■ EXERCISE REQUIREMENTS
Please quote every line word for word.
-*-
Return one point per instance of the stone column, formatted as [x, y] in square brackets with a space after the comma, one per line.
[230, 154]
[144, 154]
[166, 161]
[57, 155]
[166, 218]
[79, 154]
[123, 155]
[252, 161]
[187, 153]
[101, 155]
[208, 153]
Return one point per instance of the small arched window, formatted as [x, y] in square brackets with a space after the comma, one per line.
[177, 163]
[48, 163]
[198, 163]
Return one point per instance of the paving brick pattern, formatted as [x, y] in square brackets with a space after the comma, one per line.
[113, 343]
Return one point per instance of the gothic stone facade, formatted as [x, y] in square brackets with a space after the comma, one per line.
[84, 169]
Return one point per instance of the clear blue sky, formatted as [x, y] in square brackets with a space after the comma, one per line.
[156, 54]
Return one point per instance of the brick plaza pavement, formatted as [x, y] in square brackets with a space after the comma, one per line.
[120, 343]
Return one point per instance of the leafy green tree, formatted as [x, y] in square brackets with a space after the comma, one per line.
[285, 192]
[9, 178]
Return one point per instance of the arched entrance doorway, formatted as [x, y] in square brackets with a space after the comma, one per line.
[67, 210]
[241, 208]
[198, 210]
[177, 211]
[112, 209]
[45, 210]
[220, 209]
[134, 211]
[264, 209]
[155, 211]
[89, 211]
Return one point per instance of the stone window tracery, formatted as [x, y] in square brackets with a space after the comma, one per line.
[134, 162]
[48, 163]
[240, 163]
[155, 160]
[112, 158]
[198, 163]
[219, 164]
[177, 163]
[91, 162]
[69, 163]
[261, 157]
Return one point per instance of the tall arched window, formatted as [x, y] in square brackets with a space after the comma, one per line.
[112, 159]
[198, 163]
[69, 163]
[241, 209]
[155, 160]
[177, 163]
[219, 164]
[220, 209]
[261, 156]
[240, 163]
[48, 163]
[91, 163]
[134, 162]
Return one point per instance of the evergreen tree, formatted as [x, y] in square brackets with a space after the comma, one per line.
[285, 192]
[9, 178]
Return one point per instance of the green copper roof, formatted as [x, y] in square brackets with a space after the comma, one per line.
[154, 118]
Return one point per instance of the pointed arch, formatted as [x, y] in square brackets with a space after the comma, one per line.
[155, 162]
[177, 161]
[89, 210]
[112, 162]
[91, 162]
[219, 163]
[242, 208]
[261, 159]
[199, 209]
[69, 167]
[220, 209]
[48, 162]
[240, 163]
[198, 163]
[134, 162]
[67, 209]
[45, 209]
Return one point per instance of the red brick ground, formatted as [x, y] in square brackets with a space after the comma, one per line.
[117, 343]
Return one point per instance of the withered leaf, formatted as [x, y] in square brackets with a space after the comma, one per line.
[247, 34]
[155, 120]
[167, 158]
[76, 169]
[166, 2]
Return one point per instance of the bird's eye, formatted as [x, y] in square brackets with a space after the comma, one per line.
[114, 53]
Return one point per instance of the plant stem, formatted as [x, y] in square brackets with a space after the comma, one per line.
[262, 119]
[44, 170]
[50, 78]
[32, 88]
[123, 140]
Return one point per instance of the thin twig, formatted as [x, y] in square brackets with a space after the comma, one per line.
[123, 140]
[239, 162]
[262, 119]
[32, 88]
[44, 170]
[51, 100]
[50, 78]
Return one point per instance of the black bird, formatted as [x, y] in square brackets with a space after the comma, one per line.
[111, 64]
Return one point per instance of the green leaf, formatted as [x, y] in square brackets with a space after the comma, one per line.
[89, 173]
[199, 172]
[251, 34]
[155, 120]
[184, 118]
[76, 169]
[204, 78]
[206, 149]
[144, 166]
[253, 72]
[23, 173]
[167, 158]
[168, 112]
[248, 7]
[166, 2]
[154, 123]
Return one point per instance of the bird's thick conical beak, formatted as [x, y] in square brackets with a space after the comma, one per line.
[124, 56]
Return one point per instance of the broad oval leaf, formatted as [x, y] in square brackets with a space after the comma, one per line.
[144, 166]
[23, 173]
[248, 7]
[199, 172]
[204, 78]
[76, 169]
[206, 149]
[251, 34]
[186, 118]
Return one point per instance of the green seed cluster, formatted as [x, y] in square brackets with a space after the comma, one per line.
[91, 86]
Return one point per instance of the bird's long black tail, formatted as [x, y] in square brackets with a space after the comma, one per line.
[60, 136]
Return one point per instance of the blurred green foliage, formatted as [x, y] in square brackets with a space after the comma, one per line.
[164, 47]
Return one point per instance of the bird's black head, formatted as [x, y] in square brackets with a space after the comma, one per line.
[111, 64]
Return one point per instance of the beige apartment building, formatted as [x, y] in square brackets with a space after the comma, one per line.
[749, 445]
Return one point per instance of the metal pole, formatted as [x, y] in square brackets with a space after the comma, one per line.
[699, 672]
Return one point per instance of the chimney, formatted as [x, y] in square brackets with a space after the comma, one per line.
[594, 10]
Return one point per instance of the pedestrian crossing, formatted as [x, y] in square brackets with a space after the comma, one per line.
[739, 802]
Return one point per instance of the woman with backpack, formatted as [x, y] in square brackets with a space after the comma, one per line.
-*-
■ RESULT
Return one point per instance of the stone column, formatted as [x, y] in square brackets with a space after the comma, one per line.
[230, 154]
[144, 154]
[166, 161]
[57, 155]
[166, 218]
[79, 154]
[123, 155]
[252, 161]
[187, 153]
[101, 155]
[208, 153]
Return one point per instance of the small arched window, formatted as [x, y] in square brackets with a space after the comma, one per line.
[177, 163]
[48, 163]
[198, 163]
Return one point per instance of the paving brick pattern, formatted as [x, y] in square brackets with a space after the comma, one per line.
[113, 343]
Return one point per instance of the gothic stone facade, formatted as [x, y] in square brackets with a space after the comma, one per line.
[84, 169]
Return one point per instance of the clear blue sky, formatted as [x, y] in square brackets with a space after the comma, one per line.
[156, 54]
Return one point per instance of the brick plaza pavement, formatted as [x, y] in square brackets with a space after the comma, one per line.
[120, 343]
Return one point per instance of the leafy green tree, formatted as [x, y] in square brackets with a space after the comma, one per line.
[285, 192]
[9, 178]
Return one point per instance of the arched entrance doorway, formatted as [x, y] in square brackets with a space after the comma, one per line.
[67, 210]
[241, 208]
[198, 210]
[177, 211]
[112, 209]
[45, 210]
[220, 209]
[134, 211]
[264, 209]
[155, 211]
[89, 211]
Return one point per instance of the stone window tracery, formatted as [x, y] in square brackets with a space after the comma, one per line.
[134, 162]
[48, 163]
[240, 163]
[155, 160]
[112, 158]
[198, 163]
[219, 164]
[177, 163]
[91, 162]
[69, 163]
[261, 157]
Return one point per instance of the tall arched window, formatted as [x, y] in square brackets with a space after the comma, one per line.
[112, 159]
[198, 163]
[69, 163]
[241, 209]
[155, 160]
[177, 163]
[219, 164]
[220, 209]
[261, 156]
[240, 163]
[48, 163]
[91, 163]
[134, 162]
Return one point per instance of the evergreen tree, formatted as [x, y] in square brackets with a space after the comma, one per line.
[285, 192]
[9, 178]
Return one point per instance of the green copper roof, formatted as [x, y] in square brackets with a space after the comma, one per line.
[154, 118]
Return one point per instance of the pointed arch, formatted as [x, y] in square brackets with a space after the comma, one per line.
[155, 162]
[177, 161]
[89, 210]
[112, 162]
[91, 162]
[219, 163]
[242, 208]
[261, 159]
[199, 209]
[69, 167]
[220, 209]
[48, 162]
[240, 163]
[198, 163]
[134, 162]
[67, 209]
[45, 209]
Return one point per instance of the red brick ground, formatted as [x, y] in square brackets with a space after the comma, one per line.
[117, 343]
Return one point per instance of the withered leaf, formatted as [x, y] in square brackets with a space after the comma, one per line.
[247, 34]
[155, 120]
[167, 158]
[76, 169]
[166, 2]
Return one point per instance of the bird's eye, formatted as [x, y] in square brackets with a space after the comma, one per line.
[114, 53]
Return one point per instance of the plant stem, formatted as [x, y] in square brackets with a space after the comma, one per line.
[262, 119]
[44, 170]
[50, 78]
[32, 88]
[123, 140]
Return one point per instance of the thin twig, formatted as [x, y] in square brackets with a space after the comma, one per line.
[123, 140]
[239, 162]
[262, 119]
[32, 88]
[44, 170]
[51, 100]
[50, 78]
Return one point per instance of the black bird, formatted as [x, y] in square brackets with a space after the comma, one per line.
[111, 64]
Return one point per instance of the green leaf, formatted as [x, y] in square brackets with a space after the comma, one per line.
[89, 173]
[199, 172]
[251, 34]
[155, 120]
[184, 118]
[76, 169]
[204, 78]
[206, 149]
[144, 166]
[253, 72]
[23, 173]
[167, 158]
[168, 112]
[248, 7]
[166, 2]
[154, 123]
Return one point per instance of the bird's thick conical beak, formatted as [x, y] in square brackets with a space after the comma, one per line.
[124, 56]
Return one point per instance of the broad oval leaf, formatted as [x, y] in square brackets with a space after the comma, one per line.
[144, 166]
[23, 173]
[248, 7]
[199, 172]
[204, 78]
[76, 169]
[206, 149]
[251, 34]
[186, 118]
Return one point per instance of the green seed cluster, formatted as [x, y] in square brackets with a space after the comma, one per line.
[91, 86]
Return one point per instance of the bird's long black tail, formatted as [x, y] in square brackets with a space after the comma, one per line.
[60, 136]
Return one point per instance of the blurred green foliage, formatted as [x, y] in square brackets with a space after the comma, one per line.
[164, 47]
Return one point per instance of the bird's black head, formatted as [x, y] in square brackets with a space after the comma, one per line.
[111, 64]
Return one point per instance of the beige apartment building, formatted as [x, y] in square brackets with a space after the comma, one per line.
[749, 445]
Return one point per instance of the metal pole, formatted as [x, y] in square brackets with a space after the comma, one per line.
[699, 672]
Return one point per instance of the chimney, formatted as [x, y] in square brackets with a space after the comma, one per line.
[594, 10]
Return one point per instance of the pedestrian crossing, formatted as [x, y] in square brackets with a space after the comma, one per line.
[739, 802]
Return one point per instance of the woman with backpack, formatted as [x, y] in square brackets with a space after the comma, one per line.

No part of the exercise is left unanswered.